··· Task input

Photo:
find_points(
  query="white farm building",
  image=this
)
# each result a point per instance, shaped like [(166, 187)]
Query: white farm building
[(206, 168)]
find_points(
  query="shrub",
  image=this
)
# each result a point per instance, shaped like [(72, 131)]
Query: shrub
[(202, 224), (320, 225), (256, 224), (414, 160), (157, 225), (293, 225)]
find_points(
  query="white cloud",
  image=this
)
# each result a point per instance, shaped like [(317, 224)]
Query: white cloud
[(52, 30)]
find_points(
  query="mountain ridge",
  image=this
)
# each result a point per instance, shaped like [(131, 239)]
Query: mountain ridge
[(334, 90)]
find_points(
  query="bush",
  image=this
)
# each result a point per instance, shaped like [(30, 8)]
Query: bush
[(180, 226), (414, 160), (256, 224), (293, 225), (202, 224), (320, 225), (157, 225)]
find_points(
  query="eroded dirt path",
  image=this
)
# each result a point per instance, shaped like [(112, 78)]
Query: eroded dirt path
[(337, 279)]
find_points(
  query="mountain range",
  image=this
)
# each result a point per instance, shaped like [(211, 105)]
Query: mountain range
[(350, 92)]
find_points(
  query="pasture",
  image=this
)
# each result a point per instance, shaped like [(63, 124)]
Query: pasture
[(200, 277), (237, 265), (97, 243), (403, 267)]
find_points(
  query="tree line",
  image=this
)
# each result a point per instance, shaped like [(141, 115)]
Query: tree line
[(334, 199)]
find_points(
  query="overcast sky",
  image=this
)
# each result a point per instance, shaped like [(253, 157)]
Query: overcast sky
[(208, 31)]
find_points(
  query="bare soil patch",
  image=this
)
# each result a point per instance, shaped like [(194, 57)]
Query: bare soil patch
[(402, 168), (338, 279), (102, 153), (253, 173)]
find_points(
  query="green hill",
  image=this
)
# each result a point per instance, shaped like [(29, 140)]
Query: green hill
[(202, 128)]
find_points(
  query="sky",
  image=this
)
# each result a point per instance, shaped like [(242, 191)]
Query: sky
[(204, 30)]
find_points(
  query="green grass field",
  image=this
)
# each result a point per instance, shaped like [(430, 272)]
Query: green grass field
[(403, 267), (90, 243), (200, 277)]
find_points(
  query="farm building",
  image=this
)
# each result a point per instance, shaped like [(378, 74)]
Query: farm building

······
··· Task input

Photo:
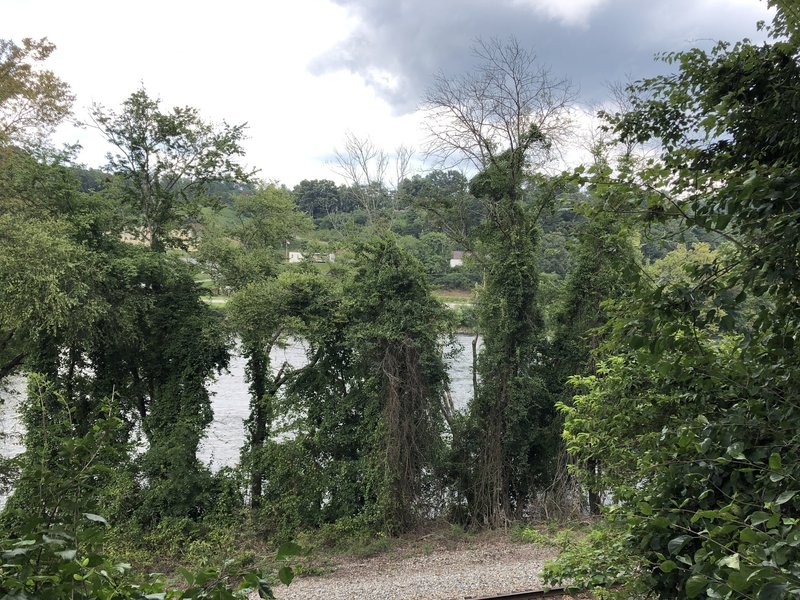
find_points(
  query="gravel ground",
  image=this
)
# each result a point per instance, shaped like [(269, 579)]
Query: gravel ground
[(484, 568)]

······
··· Task input

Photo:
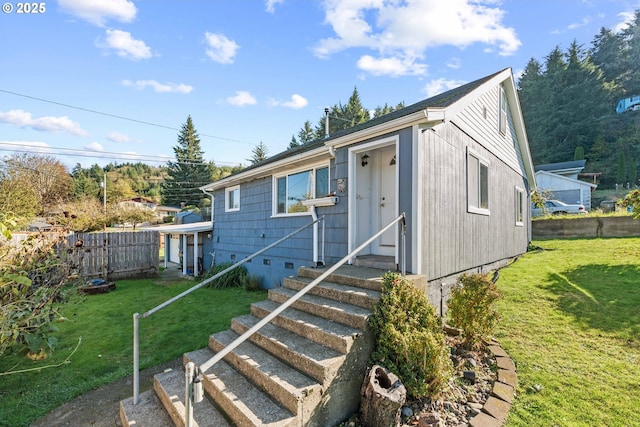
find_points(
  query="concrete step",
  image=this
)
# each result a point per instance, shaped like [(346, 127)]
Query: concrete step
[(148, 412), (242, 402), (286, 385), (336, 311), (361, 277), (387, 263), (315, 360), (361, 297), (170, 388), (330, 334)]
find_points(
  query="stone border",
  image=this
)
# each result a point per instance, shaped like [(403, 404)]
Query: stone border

······

_Try it:_ Look through the listing above and give the number of lines containing the string "stone", with nothing else.

_Answer box:_ 2